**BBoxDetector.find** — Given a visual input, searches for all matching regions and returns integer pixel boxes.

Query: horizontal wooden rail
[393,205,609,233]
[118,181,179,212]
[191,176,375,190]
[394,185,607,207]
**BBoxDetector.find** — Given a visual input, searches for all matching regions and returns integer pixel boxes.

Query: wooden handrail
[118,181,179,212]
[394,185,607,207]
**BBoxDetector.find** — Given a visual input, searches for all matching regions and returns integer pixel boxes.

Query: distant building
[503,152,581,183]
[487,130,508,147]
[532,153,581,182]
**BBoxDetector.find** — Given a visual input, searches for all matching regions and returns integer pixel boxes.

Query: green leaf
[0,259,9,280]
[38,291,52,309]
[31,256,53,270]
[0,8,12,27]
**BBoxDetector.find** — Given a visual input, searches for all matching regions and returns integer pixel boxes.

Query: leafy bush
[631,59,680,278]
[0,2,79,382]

◆ ◆ ◆ ◆ ◆

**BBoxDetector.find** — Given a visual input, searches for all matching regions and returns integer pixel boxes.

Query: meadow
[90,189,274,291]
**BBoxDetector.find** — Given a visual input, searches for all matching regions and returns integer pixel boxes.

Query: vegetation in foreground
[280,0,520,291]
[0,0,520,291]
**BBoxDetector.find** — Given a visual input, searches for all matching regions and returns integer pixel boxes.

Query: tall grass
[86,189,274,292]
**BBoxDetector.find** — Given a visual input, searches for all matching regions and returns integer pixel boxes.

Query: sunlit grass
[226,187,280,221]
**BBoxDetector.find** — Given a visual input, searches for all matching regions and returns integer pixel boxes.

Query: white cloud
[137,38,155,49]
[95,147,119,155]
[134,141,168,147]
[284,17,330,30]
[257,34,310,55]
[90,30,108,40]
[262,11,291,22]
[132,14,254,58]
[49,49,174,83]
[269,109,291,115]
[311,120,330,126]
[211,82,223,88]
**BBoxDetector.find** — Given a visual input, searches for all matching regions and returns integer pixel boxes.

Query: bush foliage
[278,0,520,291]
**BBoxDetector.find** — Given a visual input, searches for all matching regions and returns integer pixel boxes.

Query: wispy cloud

◆ ◆ ◆ ◆ ◆

[What to produce]: Find each line in the rows above that contains the string "wooden" and copy it out in full. Case counts when matching.

[Exercise solution]:
Query: horizontal wooden rail
Query: wooden handrail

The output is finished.